- INFORMATION SUPPLIED:
◆ ◆ ◆ ◆ ◆ ◆ ◆

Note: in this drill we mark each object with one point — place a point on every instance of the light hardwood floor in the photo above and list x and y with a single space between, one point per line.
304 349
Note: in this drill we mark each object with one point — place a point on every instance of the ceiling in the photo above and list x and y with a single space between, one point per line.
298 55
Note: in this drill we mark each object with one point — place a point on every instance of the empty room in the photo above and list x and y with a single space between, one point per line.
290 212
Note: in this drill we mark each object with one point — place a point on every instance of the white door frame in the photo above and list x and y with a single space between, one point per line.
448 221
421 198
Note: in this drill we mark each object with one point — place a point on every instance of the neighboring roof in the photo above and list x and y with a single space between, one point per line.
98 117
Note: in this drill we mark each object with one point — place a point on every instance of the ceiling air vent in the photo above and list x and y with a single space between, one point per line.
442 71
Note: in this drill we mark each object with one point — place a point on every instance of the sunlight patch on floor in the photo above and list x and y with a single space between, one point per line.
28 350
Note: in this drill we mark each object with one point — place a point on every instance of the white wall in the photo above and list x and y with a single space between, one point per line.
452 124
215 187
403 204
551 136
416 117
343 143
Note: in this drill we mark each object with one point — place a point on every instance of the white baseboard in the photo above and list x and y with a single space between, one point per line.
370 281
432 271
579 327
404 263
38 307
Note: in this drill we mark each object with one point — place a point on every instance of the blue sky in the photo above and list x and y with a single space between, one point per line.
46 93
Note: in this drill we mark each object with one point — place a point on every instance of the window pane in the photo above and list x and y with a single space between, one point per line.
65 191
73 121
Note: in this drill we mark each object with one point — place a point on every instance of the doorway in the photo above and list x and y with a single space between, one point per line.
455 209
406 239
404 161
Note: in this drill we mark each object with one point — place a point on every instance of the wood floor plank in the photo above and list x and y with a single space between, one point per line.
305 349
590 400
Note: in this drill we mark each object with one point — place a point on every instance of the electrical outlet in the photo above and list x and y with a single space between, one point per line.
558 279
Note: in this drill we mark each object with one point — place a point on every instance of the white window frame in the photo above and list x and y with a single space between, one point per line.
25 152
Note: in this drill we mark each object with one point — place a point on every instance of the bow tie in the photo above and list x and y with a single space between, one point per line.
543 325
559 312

◆ ◆ ◆ ◆ ◆ ◆ ◆

- THE EXERCISE:
Reproduce the material precisely, including every line.

- RESULT OF THIS EXERCISE:
Note: in this drill we mark each object with one point — place a point on every instance of the light hardwood floor in the photo above and list x and y with a single space between, one point per line.
304 349
Note: in this drill we mark each object with one point — place a point on every instance of the ceiling in the photo above and list x and y with a single space between, one point per line.
298 55
Note: in this drill we mark each object with one point — place a point on every instance of the empty room in the photo above and list x and y with a single space between, one point per line.
290 212
Note: in this drill we mark each object with one point — place a point on every instance of the white door frame in the photo above and list x and y with a single space between, one point per line.
448 221
421 198
Note: in this drill we mark each object with one point — place a point on every instance of the neighboring roof in the photo above and list x and y with a single space between, one point per line.
98 117
Note: in this drill we mark each object with one point — place a point on every instance of the ceiling air vent in the photo above and list x and y with a single space between, one point per line.
442 71
Note: in this drill we mark each object with one point — place a point on every instance of the sunlight patch on floor in the photo above and list x and y with a single space between, one point per line.
28 350
Note: in this drill we mark each object with one point — place a point on every instance of the white wall in the photo above and list x and y with a single space between, one point per line.
452 124
215 187
403 204
551 136
416 117
343 143
Note: in this drill we mark each object with one point — place a point on every instance of the white baseboard in the photo above and list x and y with a single space between, one point per line.
370 281
432 271
579 327
404 263
38 307
Note: in this drill we mark each object with one point — place a point on every instance of the blue sky in the photo above and list x and y with a single space between, one point per line.
46 93
Note: in this drill we mark each object with one point — place a point on every instance of the window pane in the photo above and list x and y with a single space between, one point per line.
65 191
73 121
Note: in this drill we mark each object with one point — place a point on every instance of the doorway in the photo above and list x and y with a single space between, one point per line.
455 209
406 239
404 161
Note: in this drill we mark each object with one point — place a point on every instance of the wood floor plank in the photo above and list x and y with a single space between, one point per line.
305 349
590 400
Note: in this drill we mark each object with one point — place a point on every instance of the electrical outlet in the photo above and list x and y with a single space between, one point per line.
558 279
Note: in this drill we mark each object with one point — place a point on every instance of the white window frame in the photo above and list x and y with a single space between, one point per line.
25 152
Note: in this drill we mark each object with one point — place a point on every instance of the bow tie in the photo above and list x and y with a single space between, one point per line.
543 325
559 312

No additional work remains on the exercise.